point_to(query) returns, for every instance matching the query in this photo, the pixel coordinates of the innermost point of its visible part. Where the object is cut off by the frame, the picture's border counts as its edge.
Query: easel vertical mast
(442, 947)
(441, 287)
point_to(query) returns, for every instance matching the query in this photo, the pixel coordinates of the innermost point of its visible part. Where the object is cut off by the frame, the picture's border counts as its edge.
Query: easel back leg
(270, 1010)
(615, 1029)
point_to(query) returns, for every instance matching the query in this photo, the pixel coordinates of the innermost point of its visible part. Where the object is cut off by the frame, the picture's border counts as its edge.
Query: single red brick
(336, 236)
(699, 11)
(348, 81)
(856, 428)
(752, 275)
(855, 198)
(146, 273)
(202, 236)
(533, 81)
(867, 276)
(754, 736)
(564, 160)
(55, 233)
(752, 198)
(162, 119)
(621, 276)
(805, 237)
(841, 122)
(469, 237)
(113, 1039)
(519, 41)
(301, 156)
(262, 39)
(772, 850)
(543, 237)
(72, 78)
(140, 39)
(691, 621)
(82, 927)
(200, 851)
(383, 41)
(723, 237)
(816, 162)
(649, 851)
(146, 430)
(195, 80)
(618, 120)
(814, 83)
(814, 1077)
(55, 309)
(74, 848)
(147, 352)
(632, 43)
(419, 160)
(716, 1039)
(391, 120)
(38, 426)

^^^^

EXERCISE GOAL: Convert the records above into a two-column CSV with the header input,output and one row per record. Put each record's text and its answer in their own quoted fields, replacing line breaks with spaces.

RESPONSE TO THIS TASK:
input,output
"point_to(query) returns, for every instance matching the query in this photo, the pixel coordinates of the innermost point of its visible part. Where the object is cut off by the frame, the picture's border counts as its edge. Query: easel vertical mast","(442, 947) (441, 287)"
"point_to(query) returns, for every instance matching the query in this photo, the pixel coordinates of the innermost point of its visible part. Where the object is cut off by the frame, the picture's border counts as its edge. Query: easel back leg","(270, 1010) (615, 1029)"
"point_to(query) returns, for every instance matching the query in this photo, the pixel coordinates of the innermost point of its visible part. Where the object is cut off by the frame, the picture's border counts as its edge. Query: single red brick","(336, 236) (699, 11) (348, 81) (856, 428) (752, 275) (855, 198) (146, 273) (202, 236) (533, 81) (867, 276) (754, 736) (564, 160) (55, 233) (752, 198) (162, 119) (621, 276) (805, 237) (841, 122) (469, 237) (113, 1039) (519, 41) (301, 156) (262, 39) (772, 850) (543, 237) (72, 78) (140, 39) (691, 621) (82, 927) (200, 851) (383, 41) (723, 237) (816, 162) (649, 851) (146, 430) (195, 80) (618, 120) (814, 83) (814, 1077) (55, 309) (74, 848) (147, 352) (632, 43) (419, 160) (716, 1039) (391, 120) (38, 426)"